EXERCISE INSTRUCTIONS:
Copy out exactly the lines from the one containing "Where can you spot the front" to the end of the records below, both included, and nothing else.

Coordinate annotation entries
------------
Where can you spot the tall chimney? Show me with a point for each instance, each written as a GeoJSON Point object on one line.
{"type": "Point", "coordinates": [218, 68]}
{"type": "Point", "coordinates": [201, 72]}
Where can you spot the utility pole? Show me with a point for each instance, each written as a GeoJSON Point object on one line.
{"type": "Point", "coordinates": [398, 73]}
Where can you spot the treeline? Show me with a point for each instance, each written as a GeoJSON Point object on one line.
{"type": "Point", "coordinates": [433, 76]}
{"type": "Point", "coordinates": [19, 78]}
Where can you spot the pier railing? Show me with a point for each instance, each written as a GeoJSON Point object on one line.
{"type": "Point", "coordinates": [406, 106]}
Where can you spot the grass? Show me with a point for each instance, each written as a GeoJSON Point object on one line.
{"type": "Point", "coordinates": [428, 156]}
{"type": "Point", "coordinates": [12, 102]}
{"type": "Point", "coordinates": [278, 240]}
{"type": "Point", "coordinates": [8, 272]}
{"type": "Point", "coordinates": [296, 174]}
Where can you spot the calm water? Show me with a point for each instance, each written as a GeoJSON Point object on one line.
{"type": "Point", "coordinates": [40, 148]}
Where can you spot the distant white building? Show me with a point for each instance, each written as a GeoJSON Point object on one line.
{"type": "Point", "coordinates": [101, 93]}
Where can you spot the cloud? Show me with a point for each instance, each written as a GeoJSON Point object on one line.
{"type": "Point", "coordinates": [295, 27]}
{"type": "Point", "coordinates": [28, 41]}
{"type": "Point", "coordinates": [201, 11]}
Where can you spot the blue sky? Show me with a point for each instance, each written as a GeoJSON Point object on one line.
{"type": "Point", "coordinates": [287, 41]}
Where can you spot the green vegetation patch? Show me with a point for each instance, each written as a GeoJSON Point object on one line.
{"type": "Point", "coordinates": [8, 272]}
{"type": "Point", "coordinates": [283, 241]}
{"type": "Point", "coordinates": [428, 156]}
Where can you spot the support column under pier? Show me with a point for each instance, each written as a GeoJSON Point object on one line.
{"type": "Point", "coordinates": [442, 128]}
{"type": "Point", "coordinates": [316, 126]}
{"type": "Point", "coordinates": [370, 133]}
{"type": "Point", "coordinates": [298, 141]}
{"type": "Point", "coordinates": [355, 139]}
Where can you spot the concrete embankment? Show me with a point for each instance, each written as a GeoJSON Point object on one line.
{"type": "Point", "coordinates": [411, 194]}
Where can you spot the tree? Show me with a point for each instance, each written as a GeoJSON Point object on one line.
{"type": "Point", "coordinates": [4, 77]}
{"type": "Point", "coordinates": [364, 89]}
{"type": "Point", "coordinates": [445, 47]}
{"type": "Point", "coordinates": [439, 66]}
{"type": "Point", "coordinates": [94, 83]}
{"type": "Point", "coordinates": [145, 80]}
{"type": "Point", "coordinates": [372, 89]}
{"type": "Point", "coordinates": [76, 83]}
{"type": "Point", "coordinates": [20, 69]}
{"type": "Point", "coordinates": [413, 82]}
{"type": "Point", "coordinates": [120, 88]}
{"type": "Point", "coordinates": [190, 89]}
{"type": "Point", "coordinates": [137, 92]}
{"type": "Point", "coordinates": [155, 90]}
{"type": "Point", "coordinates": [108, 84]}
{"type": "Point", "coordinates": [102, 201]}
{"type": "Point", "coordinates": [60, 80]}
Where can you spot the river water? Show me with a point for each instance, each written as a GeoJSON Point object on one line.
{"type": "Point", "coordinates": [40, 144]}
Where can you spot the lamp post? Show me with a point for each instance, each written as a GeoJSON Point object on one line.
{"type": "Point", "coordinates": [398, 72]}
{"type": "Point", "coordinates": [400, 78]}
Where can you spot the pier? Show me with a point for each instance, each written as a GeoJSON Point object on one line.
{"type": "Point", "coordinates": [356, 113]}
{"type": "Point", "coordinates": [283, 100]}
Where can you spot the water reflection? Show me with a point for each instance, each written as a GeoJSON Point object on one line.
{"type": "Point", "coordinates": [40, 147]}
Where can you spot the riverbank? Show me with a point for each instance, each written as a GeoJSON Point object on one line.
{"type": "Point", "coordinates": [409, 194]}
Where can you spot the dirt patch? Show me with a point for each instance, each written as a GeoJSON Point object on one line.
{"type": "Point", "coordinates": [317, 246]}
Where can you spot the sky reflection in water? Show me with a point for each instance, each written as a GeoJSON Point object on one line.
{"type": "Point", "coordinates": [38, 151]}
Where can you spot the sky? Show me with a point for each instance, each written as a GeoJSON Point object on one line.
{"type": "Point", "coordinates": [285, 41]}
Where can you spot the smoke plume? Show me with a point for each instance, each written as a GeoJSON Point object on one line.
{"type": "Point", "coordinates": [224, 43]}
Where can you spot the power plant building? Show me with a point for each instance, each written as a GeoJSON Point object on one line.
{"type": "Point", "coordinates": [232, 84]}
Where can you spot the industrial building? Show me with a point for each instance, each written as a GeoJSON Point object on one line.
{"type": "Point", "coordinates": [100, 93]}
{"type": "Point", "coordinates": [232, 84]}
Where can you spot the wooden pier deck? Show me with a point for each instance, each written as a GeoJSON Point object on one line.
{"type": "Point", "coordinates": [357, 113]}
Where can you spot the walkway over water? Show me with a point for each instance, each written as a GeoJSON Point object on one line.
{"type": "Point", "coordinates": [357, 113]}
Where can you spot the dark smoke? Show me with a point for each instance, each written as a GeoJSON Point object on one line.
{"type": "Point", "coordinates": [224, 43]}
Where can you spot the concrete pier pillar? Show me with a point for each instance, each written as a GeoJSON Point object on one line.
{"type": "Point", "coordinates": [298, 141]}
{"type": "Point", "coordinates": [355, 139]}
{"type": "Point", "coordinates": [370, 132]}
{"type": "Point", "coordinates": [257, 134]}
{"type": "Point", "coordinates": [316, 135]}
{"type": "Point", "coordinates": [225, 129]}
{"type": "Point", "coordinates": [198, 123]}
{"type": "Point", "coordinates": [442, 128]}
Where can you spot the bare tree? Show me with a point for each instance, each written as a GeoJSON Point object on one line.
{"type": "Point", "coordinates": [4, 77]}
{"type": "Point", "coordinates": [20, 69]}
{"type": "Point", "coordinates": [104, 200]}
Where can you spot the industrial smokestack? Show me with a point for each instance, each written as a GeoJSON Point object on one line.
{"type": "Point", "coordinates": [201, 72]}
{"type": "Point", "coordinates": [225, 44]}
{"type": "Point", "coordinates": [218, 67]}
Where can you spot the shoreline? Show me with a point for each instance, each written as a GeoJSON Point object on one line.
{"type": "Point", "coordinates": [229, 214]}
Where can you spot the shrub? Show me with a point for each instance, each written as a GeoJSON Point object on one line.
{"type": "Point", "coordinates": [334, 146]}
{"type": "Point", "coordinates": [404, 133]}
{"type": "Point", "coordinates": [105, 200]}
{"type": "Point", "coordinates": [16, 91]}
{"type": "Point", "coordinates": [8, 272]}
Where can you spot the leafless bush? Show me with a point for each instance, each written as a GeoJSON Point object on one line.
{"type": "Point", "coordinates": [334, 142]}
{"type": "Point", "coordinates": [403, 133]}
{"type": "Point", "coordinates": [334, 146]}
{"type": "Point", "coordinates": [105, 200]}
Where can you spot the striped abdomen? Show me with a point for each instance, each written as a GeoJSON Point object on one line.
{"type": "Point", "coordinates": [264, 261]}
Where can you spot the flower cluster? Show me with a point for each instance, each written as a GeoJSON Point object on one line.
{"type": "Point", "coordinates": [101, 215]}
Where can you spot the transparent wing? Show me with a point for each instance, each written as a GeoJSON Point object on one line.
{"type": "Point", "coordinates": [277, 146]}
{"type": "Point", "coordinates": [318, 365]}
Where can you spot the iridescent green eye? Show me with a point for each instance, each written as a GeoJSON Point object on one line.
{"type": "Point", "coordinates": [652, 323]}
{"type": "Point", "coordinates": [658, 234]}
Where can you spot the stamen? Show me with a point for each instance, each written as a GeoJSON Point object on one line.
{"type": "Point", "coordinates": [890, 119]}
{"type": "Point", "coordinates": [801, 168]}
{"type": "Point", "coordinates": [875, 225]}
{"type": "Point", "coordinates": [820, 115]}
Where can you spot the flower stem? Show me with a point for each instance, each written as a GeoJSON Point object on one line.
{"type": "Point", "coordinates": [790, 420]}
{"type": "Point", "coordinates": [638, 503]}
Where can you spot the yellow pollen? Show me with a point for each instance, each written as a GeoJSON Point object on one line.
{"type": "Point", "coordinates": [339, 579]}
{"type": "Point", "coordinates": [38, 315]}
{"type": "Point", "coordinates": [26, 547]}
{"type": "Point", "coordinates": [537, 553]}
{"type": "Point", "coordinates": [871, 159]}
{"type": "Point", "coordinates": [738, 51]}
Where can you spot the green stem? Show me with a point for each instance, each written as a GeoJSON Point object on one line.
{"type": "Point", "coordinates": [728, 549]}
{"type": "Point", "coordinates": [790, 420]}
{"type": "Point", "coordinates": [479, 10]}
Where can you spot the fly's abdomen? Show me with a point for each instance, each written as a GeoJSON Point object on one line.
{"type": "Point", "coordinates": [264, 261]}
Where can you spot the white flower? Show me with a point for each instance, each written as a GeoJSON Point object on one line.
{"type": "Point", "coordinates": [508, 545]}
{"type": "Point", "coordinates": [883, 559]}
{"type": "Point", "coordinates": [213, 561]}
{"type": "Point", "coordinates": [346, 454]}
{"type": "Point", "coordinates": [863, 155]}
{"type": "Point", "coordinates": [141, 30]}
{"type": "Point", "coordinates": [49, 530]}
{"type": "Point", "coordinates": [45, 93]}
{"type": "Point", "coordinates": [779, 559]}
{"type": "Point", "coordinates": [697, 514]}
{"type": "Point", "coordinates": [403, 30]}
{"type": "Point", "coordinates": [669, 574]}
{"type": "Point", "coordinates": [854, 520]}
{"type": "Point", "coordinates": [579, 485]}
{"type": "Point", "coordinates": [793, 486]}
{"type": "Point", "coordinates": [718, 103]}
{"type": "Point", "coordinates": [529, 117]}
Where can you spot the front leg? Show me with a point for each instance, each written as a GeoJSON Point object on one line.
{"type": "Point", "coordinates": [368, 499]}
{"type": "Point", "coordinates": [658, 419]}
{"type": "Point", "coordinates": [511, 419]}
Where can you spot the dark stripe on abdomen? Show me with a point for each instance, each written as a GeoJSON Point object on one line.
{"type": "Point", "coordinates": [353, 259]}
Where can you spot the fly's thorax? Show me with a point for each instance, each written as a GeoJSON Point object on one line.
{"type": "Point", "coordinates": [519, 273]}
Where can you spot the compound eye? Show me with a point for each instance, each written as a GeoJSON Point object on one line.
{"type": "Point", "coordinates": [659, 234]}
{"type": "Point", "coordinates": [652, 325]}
------------
EXERCISE RESULT:
Where can you spot the front leg? Show me with a point for each instance, each written as a GeoJSON Point object on one line.
{"type": "Point", "coordinates": [368, 499]}
{"type": "Point", "coordinates": [658, 419]}
{"type": "Point", "coordinates": [511, 419]}
Where can you spot the dark stripe on abdomen? Show me with a point for each instance, each written as a GeoJSON Point object on one line.
{"type": "Point", "coordinates": [353, 259]}
Where can you spot the fly's thorax? Show me with a point for each instance, each written as a GeoJSON Point object on one line.
{"type": "Point", "coordinates": [519, 273]}
Where can you spot the compound eye? Show me with a point for each instance, each written as a GeoJSON Point object on one line.
{"type": "Point", "coordinates": [659, 234]}
{"type": "Point", "coordinates": [652, 325]}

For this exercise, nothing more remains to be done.